- _Action requise_
Recopiez le passage de l'extrait sur le déséquilibre significatif qui commence par « Le 15 octobre » et se poursuit jusqu'à « elle semblait limitée. », en substituant « contestable » à « regrettable ».

Le 15 octobre 2020, la Cour d’appel de Paris a porté un nouveau coup à la force obligatoire des contrats et à la sécurité juridique des entreprises. Dans cet arrêt regrettable, la cour ne se contente pas de réaffirmer la position critiquable déjà exprimée en 2015 et approuvée par la Cour de cassation en 2017, selon laquelle le juge peut s’immiscer dans les conventions librement conclues par des professionnels pour contrôler l’adéquation du prix ou de la rémunération convenue à la chose ou à la prestation (Paris, 1er juillet 2015, LawLex201500000874JBJ ; Cass. com., 25 janvier 2017, LawLex201700000176JBJ), mais étend son champ d’application à d’autres domaines que ceux auxquels elle semblait limitée.

Ce contrôle prend appui sur les dispositions de l’article L. 442-1, I, 2° (ancien art. L. 442-6, I, 2°) du Code de commerce en vertu duquel engage la responsabilité de son auteur le fait de « soumettre ou de tenter de soumettre l’autre partie à des obligations créant un déséquilibre significatif dans les droits et obligations des parties ». Ces dispositions sont similaires à celles de l’article L. 212-1 du Code de la consommation, selon lesquelles « dans les contrats conclus entre professionnels et consommateurs, sont abusives les clauses qui ont pour objet ou pour effet de créer, au détriment du consommateur, un déséquilibre significatif entre les droits et obligations des parties au contrat » ou de l’article 1171 du Code civil qui prévoient que « dans un contrat d’adhésion, toute clause non négociable, déterminée à l’avance par l’une des parties, qui crée un déséquilibre significatif entre les droits et obligations des parties au contrat est réputée non écrite ».

- _Entrées de données_

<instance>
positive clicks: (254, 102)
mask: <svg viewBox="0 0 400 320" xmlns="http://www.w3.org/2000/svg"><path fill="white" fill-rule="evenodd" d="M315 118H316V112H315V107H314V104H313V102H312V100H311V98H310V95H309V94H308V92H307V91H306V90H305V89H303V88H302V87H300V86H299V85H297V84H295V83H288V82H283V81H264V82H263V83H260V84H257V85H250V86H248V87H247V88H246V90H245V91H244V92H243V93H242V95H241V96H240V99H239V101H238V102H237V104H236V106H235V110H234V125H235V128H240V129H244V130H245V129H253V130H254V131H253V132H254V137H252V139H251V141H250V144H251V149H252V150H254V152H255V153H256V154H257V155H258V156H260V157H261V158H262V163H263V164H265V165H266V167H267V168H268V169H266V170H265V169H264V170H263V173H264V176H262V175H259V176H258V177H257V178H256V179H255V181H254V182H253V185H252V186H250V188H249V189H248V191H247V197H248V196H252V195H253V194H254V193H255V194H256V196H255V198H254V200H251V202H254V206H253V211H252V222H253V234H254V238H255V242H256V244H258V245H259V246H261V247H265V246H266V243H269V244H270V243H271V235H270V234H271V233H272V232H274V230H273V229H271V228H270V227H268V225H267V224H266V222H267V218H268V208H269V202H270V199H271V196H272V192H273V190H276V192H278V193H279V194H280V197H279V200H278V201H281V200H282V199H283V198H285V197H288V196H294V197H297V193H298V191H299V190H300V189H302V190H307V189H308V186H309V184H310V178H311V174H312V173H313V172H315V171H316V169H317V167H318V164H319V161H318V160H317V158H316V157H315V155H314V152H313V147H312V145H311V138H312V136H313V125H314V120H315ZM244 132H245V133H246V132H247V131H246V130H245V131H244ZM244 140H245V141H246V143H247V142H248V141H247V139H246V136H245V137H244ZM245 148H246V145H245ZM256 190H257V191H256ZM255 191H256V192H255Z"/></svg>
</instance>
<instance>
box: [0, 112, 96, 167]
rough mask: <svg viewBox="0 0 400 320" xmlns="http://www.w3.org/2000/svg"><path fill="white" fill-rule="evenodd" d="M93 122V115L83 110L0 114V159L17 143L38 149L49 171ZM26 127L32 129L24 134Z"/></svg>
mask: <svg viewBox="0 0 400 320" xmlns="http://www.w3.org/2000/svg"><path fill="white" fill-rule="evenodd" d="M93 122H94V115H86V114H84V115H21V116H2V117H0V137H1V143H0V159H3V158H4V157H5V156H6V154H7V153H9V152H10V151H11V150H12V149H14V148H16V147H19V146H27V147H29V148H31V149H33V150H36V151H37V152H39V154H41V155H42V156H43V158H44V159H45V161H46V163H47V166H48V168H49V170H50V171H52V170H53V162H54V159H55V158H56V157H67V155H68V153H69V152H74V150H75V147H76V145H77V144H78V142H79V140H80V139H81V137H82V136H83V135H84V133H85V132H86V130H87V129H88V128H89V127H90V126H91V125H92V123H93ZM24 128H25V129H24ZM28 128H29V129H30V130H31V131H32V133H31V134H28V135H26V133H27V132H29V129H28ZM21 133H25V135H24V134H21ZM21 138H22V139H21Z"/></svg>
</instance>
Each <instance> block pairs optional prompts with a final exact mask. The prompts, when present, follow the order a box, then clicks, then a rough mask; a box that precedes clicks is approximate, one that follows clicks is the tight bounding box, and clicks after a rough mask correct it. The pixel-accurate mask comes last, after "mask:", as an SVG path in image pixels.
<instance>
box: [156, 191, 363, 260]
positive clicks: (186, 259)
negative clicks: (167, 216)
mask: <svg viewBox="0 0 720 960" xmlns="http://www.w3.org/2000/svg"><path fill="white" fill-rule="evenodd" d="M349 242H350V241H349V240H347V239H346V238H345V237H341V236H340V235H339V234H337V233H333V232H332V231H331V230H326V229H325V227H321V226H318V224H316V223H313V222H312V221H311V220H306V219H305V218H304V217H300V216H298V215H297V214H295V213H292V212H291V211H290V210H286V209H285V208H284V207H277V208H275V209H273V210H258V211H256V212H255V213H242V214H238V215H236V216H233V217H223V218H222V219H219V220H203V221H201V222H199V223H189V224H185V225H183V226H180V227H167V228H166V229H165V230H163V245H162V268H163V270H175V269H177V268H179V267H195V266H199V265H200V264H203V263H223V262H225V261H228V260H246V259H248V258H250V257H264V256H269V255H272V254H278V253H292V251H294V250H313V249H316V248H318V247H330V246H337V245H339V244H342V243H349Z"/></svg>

- _Réponse rédigée_
Le 15 octobre 2020, la Cour d’appel de Paris a porté un nouveau coup à la force obligatoire des contrats et à la sécurité juridique des entreprises. Dans cet arrêt contestable, la cour ne se contente pas de réaffirmer la position critiquable déjà exprimée en 2015 et approuvée par la Cour de cassation en 2017, selon laquelle le juge peut s’immiscer dans les conventions librement conclues par des professionnels pour contrôler l’adéquation du prix ou de la rémunération convenue à la chose ou à la prestation (Paris, 1er juillet 2015, LawLex201500000874JBJ ; Cass. com., 25 janvier 2017, LawLex201700000176JBJ), mais étend son champ d’application à d’autres domaines que ceux auxquels elle semblait limitée.